## [Requirement]
Reproduce, word for word, the stretch from the start of the records through the line containing "pixel 1249 657", including that line.
--------------------------------
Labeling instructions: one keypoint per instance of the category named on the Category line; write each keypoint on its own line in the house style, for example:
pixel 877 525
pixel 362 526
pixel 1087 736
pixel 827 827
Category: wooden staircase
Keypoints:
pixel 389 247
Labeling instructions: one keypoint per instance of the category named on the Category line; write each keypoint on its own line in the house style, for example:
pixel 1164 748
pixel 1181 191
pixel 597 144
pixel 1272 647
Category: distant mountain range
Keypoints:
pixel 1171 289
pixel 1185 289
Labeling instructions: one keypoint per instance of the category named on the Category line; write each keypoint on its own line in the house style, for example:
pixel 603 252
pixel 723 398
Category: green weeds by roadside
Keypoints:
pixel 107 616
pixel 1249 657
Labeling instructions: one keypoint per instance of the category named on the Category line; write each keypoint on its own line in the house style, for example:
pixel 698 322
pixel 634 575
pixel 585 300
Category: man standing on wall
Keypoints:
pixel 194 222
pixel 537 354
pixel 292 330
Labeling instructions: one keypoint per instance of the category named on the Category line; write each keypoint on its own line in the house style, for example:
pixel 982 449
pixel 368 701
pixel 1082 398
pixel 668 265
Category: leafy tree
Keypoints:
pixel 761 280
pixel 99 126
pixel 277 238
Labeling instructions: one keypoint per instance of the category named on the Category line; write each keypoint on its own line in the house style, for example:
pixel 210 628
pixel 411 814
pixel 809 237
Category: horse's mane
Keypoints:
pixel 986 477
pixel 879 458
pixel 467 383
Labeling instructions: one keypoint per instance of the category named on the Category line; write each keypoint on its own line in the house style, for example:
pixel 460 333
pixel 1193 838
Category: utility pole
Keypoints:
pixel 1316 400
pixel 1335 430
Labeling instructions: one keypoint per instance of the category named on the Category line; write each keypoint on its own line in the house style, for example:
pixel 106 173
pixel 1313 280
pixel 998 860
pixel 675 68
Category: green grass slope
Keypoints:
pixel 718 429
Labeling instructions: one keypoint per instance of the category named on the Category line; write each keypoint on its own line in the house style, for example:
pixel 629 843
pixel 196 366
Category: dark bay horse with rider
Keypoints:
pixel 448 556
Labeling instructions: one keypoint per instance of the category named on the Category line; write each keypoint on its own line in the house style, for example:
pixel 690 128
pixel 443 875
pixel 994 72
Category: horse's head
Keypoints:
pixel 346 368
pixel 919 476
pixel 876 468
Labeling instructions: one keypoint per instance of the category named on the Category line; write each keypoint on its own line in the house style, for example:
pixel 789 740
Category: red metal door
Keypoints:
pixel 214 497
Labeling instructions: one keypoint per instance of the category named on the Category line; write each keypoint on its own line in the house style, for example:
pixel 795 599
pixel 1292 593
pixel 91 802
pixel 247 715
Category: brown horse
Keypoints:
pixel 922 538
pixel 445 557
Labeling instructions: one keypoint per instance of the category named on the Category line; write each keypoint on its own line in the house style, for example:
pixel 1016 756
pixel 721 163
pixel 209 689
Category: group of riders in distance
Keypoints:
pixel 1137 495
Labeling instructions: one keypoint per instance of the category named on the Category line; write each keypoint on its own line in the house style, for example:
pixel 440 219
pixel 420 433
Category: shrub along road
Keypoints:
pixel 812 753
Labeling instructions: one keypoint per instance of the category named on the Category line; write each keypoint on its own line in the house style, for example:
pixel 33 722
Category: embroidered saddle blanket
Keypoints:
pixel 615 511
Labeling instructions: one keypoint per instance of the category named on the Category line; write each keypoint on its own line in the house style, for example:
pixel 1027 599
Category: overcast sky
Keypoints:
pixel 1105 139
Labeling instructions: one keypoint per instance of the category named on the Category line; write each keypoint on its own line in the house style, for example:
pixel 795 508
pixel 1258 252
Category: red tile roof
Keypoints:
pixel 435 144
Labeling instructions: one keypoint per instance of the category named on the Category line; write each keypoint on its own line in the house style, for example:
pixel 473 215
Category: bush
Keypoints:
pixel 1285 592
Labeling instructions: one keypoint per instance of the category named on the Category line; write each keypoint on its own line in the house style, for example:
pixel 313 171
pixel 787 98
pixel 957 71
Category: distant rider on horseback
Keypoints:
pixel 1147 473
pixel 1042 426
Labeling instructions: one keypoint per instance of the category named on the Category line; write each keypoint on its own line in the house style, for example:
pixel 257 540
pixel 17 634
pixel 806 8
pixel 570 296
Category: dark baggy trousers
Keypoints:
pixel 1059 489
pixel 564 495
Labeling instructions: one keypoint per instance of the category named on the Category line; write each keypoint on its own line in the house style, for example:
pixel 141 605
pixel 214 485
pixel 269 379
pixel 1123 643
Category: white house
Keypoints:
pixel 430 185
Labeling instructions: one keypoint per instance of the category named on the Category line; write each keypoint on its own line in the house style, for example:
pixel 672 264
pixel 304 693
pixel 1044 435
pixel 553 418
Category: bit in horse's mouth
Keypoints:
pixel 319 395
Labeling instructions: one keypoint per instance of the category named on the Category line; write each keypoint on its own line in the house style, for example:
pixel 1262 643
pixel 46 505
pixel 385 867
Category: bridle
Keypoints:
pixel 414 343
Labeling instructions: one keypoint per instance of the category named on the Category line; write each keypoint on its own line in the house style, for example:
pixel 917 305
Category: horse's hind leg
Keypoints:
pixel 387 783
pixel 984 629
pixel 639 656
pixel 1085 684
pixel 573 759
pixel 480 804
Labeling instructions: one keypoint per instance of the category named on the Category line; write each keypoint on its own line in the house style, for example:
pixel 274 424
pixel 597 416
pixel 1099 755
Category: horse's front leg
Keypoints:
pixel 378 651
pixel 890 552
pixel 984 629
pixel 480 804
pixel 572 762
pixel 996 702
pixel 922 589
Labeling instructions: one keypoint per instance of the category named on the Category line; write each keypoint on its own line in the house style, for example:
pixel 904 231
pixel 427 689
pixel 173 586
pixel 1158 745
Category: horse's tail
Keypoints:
--------------------------------
## [Answer for this exercise]
Labeling instructions: one keypoint per instance of the category named on the Category line; write each keypoint on its own line in the house style, for example:
pixel 877 525
pixel 362 526
pixel 1087 736
pixel 827 827
Category: wooden staircase
Keypoints:
pixel 389 247
Labeling instructions: one keypoint per instance of the category named on the Category line; write each keypoint on its own line in the house style, for example:
pixel 1164 748
pixel 1181 191
pixel 597 144
pixel 1272 647
Category: distant mountain range
Keypoints:
pixel 1171 289
pixel 1185 289
Labeling instructions: one keypoint per instance of the category named on the Category line; write each keypoint on its own line in the house style, for example:
pixel 603 252
pixel 723 398
Category: green weeds by roadside
Keypoints:
pixel 107 616
pixel 1249 657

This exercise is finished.